● **Work instruction**
The entries are to be printed again word for word, but no picture may appear.

● **Entries supplied**
..............................

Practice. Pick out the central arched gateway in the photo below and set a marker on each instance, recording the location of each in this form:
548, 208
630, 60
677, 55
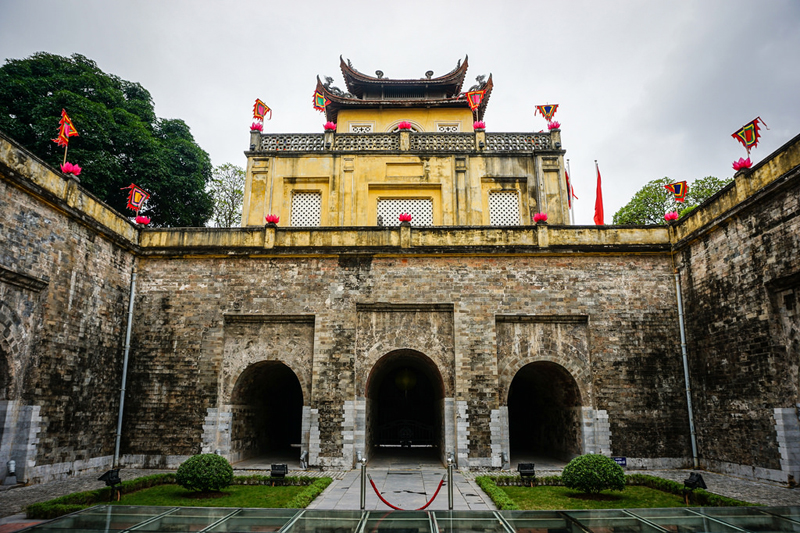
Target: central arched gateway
267, 413
544, 413
405, 407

..............................

● **Result for this exercise**
Practice. Pick out the central arched gateway in the photo below and set a marker on each instance, recording the location of each in this form:
548, 208
630, 60
677, 55
Target: central arched gateway
267, 413
544, 413
405, 407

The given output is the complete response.